* **Text to read**:
--- Start ---

JDK-8146801 : Allocating short arrays of non-constant size is slow
  • Type: Enhancement
  • Component: hotspot
  • Sub-Component: compiler
  • Affected Version: 9
  • Priority: P3
  • Status: Resolved
  • Resolution: Fixed
  • CPU: x86
  • Submitted: 2016-01-11
  • Updated: 2021-02-02
  • Resolved: 2016-03-04
The Version table provides details related to the release that this issue/RFE will be addressed.

Unresolved : Release in which this issue/RFE will be addressed.
Resolved: Release in which this issue/RFE has been resolved.
Fixed : Release in which this issue/RFE has been fixed. The release containing this fix may be available for download as an Early Access Release or a General Availability Release.

To download the current JDK release, click here.

--- End ---

* **Provided material**:
--- Start ---

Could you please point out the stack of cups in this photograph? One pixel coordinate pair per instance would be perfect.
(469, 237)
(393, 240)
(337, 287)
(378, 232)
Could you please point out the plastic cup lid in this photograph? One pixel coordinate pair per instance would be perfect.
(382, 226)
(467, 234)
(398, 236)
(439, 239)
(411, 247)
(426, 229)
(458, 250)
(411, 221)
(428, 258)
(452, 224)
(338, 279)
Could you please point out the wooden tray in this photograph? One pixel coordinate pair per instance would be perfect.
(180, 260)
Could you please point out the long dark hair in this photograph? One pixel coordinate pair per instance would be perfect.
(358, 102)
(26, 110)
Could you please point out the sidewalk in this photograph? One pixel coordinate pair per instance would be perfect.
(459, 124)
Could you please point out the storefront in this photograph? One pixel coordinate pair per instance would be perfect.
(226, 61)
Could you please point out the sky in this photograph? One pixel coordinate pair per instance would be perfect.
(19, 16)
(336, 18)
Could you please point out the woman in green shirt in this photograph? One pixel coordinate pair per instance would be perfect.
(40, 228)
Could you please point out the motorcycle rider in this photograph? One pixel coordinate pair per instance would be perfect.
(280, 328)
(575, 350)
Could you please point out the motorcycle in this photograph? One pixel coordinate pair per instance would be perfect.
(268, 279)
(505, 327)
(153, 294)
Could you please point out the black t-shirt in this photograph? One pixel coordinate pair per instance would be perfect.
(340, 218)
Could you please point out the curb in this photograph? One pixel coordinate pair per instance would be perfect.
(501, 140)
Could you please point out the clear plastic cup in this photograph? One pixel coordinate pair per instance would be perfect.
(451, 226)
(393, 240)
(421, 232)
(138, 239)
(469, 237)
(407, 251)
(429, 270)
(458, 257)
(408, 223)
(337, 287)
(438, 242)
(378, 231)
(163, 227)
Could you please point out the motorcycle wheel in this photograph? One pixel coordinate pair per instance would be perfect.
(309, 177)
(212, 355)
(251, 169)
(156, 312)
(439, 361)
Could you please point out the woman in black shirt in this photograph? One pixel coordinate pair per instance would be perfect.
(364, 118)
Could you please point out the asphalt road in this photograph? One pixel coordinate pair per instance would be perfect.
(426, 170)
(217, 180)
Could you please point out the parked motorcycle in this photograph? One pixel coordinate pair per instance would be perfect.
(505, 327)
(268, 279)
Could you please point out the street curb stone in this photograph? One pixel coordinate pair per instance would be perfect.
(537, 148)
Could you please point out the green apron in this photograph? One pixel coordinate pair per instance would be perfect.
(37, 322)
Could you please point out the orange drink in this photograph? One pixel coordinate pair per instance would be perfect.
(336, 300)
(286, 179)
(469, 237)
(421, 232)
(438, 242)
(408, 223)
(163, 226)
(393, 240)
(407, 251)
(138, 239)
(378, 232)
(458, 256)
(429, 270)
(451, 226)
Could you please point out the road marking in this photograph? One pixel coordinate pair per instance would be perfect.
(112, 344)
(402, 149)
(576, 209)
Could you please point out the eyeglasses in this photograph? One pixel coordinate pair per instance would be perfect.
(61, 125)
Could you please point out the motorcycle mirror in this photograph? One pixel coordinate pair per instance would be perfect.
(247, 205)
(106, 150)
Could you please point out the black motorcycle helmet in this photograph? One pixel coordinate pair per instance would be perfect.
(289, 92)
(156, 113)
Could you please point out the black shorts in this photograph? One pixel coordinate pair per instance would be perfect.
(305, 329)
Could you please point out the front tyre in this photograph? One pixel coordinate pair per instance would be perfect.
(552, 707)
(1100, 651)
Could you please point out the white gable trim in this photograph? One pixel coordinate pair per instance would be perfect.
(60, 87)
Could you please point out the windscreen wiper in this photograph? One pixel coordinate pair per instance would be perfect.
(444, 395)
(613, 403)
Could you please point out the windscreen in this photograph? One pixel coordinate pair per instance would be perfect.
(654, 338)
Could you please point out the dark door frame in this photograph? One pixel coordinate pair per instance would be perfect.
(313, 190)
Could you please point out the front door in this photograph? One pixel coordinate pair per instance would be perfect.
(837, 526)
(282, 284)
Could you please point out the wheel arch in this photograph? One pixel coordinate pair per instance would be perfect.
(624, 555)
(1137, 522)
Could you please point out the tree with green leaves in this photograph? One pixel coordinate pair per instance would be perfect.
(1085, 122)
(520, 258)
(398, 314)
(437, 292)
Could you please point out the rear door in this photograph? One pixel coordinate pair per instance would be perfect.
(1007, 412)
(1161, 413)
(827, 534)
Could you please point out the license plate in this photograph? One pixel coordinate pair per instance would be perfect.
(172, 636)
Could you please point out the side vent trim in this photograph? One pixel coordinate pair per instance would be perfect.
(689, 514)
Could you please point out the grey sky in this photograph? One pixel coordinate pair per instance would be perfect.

--- End ---

* **Your goal**: Print the JDK issue page about slow allocation of short arrays of non-constant size in full, reproducing every word from its heading through its final sentence.

* **Response below**:
JDK-8146801 : Allocating short arrays of non-constant size is slow
  • Type: Enhancement
  • Component: hotspot
  • Sub-Component: compiler
  • Affected Version: 9
  • Priority: P3
  • Status: Resolved
  • Resolution: Fixed
  • CPU: x86
  • Submitted: 2016-01-11
  • Updated: 2021-02-02
  • Resolved: 2016-03-04
The Version table provides details related to the release that this issue/RFE will be addressed.

Unresolved : Release in which this issue/RFE will be addressed.
Resolved: Release in which this issue/RFE has been resolved.
Fixed : Release in which this issue/RFE has been fixed. The release containing this fix may be available for download as an Early Access Release or a General Availability Release.

To download the current JDK release, click here.